__TO DO__:
Copy out the records below, changing every "marker" to "point" and leaving everything else as it stands.
— Start ENTRIES SHOWN —
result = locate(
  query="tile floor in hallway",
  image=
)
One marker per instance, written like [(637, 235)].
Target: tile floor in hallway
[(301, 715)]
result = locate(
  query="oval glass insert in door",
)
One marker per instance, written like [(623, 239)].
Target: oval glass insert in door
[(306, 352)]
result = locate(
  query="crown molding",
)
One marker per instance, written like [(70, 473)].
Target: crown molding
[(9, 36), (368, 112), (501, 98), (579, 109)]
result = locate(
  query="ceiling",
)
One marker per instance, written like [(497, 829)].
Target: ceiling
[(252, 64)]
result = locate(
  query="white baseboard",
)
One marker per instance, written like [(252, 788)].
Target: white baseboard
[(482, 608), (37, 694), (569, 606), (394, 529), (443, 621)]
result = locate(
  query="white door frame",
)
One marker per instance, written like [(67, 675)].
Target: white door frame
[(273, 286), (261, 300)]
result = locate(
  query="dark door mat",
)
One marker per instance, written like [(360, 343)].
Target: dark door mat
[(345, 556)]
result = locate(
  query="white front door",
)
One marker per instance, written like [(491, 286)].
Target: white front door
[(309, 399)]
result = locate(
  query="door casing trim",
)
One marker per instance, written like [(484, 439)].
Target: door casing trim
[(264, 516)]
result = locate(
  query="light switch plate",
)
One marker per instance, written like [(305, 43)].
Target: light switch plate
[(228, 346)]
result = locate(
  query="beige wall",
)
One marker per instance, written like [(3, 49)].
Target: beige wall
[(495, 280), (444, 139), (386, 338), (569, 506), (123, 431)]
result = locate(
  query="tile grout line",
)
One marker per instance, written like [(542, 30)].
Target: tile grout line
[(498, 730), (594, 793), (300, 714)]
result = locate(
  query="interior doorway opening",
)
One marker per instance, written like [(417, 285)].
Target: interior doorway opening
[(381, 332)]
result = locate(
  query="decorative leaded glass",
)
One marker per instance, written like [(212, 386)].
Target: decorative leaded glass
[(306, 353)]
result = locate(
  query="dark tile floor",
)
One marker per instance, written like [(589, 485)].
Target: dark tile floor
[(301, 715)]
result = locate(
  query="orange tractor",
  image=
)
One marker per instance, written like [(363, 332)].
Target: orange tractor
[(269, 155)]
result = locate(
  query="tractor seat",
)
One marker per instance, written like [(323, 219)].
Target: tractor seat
— End ENTRIES SHOWN —
__RIGHT ANSWER__:
result = locate(
  query="tile floor in hallway",
  image=
)
One point per instance, written like [(637, 235)].
Target: tile floor in hallway
[(301, 715)]
result = locate(
  query="oval glass insert in door",
)
One point per instance, written like [(623, 239)].
Target: oval glass insert in door
[(306, 352)]
result = locate(
  query="crown molding",
)
One point per instance, written like [(70, 473)].
Target: crown molding
[(9, 36), (368, 112), (501, 98), (579, 109)]
result = locate(
  query="ceiling",
)
One point per instance, written like [(497, 829)].
Target: ceiling
[(252, 64)]
result = locate(
  query="white baseboard",
)
One point per instance, written like [(252, 788)].
Target: white baseboard
[(482, 608), (37, 694), (569, 606), (394, 529), (443, 621)]
result = locate(
  query="white door frame",
)
One point per instance, written like [(67, 675)].
Target: white door frame
[(273, 286), (261, 300)]
result = locate(
  query="dark door mat",
)
One point per instance, written like [(360, 343)].
Target: dark door mat
[(345, 556)]
result = locate(
  query="white front door",
)
One point per instance, written like [(491, 286)].
Target: white front door
[(309, 399)]
result = locate(
  query="door casing trim",
)
One point per instance, written like [(484, 439)].
Target: door casing trim
[(264, 516)]
result = locate(
  query="light switch plate",
)
One point per instance, written like [(305, 43)].
Target: light switch plate
[(228, 346)]
result = locate(
  query="beige wall",
)
One point per instance, written like [(3, 49)].
Target: beige wall
[(495, 280), (444, 139), (386, 338), (569, 506), (123, 431)]
result = locate(
  query="tile grout line",
)
One point per instance, written like [(542, 30)].
Target: tile grout line
[(498, 730), (594, 793), (300, 714)]
result = locate(
  query="interior doorway opening",
)
One point per instance, written like [(417, 285)].
Target: interior doorway opening
[(381, 332)]
result = locate(
  query="decorative leaded glass",
)
One point per instance, written like [(212, 386)].
Target: decorative leaded glass
[(306, 353)]
result = locate(
  query="dark tile floor",
)
One point per instance, written like [(589, 485)].
Target: dark tile floor
[(301, 715)]
result = locate(
  query="orange tractor",
  image=
)
One point per instance, written like [(363, 332)].
Target: orange tractor
[(269, 155)]
result = locate(
  query="tractor seat",
)
One point per instance, written like [(323, 219)].
Target: tractor seat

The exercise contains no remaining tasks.